Every line containing "each" should be copied out. Go through the entries and find them.

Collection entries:
——————————

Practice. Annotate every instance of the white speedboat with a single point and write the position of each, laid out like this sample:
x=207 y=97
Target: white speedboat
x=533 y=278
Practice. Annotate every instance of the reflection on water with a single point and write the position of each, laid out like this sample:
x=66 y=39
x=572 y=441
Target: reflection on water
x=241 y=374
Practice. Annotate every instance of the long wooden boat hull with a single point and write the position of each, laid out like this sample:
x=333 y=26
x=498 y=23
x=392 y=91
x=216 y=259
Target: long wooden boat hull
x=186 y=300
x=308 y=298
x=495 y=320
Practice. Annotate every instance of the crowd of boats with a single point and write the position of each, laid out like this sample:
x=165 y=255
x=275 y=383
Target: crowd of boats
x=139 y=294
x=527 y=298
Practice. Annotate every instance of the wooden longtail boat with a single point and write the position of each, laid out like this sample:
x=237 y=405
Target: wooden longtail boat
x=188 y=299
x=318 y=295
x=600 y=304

——————————

Output:
Practice. Annotate every instance of the white speedboat with a single point and write the position of each, laid out like this sample:
Practice. Annotate every instance of the reflection on water with a single point and write the position of each, laid out like this sample:
Practice. Annotate every instance of the long wooden boat hull with a single point and write the position of each, laid out like this sample:
Practice. Annotate every instance of the crowd of boats with a single point and write the position of each, laid out like this sample:
Practice. Annotate every instance of the wooden longtail boat with a single point and write the position of each, laid out like this sample:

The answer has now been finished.